_Directions for this task_.
Reproduce verbatim the passage of the letters on technology and privacy that begins at the words "For the first" and stops after "desired remote functions.".

───── Document extract ─────

For the first time in many years, I suddenly feel ahead of the technology. I have two cable boxes, one to feed the actual television and a secondary box to feed the (antiquated) VCR. Since they are located close to each other, I fabricated a sliding cover to obscure the sensor on the secondary box. Should these intrusive cable boxes become real products, I foresee a niche market for similar covers that would obscure the spy sensors while still allowing desired remote functions.
> If a car is scanned that shows a potential offence, an alert sounds and > displays the reason why the car is suspected to be illegal. Wow. So failure to pay a tax is now grounds for immediate arrest. Gotta catch those tax evaders right away! It'd be unforgivably dangerous to let them drive another ten miles and catch them the old-fashioned way. (Note that by definition, the government knows who they are, so most of them aren't going to be dodging the tax man for very long.) If you're "disqualified for some other offence" then anybody who happens to borrow your car is at risk of false arrest, at best wasting both their time and that of the police. That's not what I'd call good design. And in the future, what a great tool this will be for apprehending the dastardly mastermind who dared to post a video of a burning poppy. Or, if you're not afraid of government overreaching, there's always the fact that The Sun might bribe somebody to search the records to prove that a particular politician was cheating on his wife. I'll take my privacy, thanks. I can stand to live in a world with a few tax evaders and even the occasional faulty brakes. Geoff Kuenning email@example.com http://www.cs.hmc.edu/~geoff/
>>The changes duly took place this year, in anticipation of the benefits of >>the new system... I wonder if any of the decision-makers had heard of >>"counting your chickens before they're hatched"? This situation reminded me that this is the 20th anniversary of the publication of my favourite book about computing of all time, namely "Digital Woes: Why We Should Not Depend on Software" by Lauren Ruth Wiener. Inspired partly by stories from RISKs as well as by the author's personal experiences as a writer of software documentation and observer of the development process, this book is still as relevant today as it was in 1993, despite containing not one reference to the World-Wide Web, or indeed, as far as I can recall, any other part of the Internet. Everyone who is even remotely connected to any software development process should read this book. Wiener gave examples of projects similar to this one, where exaggerated savings on personnel and other overheads from the new computer system were used to pay for the system, thus creating a double bind for executives when the system failed to materialise, leaving them with no staff and no money to re-hire them. It seems that we have learned very little in the intervening 20 years.

───── Supplied data ─────

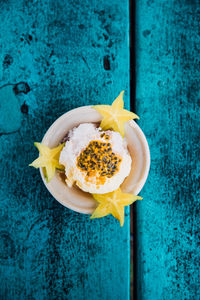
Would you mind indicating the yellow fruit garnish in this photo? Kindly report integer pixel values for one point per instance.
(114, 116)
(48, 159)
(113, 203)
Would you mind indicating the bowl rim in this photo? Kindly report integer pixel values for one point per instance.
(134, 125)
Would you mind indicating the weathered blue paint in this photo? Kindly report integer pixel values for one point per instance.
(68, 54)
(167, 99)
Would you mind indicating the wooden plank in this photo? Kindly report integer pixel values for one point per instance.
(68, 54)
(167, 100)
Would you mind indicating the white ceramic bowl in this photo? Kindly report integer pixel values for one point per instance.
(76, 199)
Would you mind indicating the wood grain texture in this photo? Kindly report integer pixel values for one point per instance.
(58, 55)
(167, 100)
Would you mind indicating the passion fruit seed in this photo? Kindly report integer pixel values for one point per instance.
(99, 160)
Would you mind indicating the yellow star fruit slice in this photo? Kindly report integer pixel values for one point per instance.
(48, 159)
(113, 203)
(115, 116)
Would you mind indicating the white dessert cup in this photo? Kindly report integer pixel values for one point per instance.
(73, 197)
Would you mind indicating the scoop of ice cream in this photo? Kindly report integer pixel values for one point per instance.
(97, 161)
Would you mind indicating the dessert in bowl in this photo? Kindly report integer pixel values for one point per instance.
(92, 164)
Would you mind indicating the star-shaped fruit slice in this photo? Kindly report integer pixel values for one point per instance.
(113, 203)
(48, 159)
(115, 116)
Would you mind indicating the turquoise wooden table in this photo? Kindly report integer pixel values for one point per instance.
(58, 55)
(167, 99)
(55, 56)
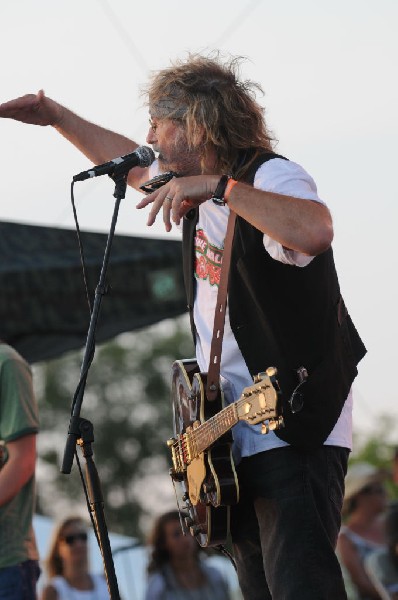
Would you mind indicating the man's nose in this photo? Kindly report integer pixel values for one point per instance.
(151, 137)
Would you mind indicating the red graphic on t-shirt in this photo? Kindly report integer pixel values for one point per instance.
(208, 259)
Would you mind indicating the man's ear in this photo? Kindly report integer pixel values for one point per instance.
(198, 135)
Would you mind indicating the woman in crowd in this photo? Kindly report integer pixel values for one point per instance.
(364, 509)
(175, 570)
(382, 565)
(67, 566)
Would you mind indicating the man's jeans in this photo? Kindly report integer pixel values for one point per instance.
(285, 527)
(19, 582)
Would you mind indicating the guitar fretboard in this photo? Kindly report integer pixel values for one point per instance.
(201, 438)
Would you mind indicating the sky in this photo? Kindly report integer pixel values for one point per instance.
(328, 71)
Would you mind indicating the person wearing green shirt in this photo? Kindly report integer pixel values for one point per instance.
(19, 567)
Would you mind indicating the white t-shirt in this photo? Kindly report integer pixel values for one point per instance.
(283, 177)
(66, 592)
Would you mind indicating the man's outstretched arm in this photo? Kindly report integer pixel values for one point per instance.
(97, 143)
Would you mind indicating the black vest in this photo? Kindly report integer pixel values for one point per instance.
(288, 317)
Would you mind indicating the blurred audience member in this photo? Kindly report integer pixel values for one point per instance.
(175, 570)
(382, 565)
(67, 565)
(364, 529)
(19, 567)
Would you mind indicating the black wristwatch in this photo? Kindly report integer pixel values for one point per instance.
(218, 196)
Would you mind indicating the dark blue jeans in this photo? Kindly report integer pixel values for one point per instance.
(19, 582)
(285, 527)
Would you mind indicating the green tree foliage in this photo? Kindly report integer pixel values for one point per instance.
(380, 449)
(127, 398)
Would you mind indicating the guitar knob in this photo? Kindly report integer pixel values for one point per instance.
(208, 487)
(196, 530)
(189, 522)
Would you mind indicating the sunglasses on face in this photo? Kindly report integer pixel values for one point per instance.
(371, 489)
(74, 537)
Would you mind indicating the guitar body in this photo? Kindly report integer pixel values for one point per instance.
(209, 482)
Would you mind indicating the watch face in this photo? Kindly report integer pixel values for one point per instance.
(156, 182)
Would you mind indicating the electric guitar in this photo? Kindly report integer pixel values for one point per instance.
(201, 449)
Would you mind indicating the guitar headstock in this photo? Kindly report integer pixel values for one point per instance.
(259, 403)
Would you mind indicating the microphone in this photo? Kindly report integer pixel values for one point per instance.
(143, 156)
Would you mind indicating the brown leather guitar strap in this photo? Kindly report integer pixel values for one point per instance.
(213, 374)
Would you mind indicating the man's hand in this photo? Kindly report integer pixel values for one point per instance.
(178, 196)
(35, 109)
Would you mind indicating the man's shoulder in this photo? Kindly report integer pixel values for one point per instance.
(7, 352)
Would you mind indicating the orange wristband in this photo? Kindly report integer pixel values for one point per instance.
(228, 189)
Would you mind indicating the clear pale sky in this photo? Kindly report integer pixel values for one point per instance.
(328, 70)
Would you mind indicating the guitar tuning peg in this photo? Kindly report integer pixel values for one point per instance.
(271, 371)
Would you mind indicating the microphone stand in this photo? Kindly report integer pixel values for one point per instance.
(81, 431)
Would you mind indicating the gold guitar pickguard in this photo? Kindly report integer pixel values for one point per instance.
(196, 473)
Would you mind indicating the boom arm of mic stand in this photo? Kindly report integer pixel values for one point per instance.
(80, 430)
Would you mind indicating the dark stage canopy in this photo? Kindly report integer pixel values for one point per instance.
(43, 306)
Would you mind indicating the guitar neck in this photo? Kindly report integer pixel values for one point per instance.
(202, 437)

─────

_Result of this exercise_.
For the first time in many years, I suddenly feel ahead of the technology. I have two cable boxes, one to feed the actual television and a secondary box to feed the (antiquated) VCR. Since they are located close to each other, I fabricated a sliding cover to obscure the sensor on the secondary box. Should these intrusive cable boxes become real products, I foresee a niche market for similar covers that would obscure the spy sensors while still allowing desired remote functions.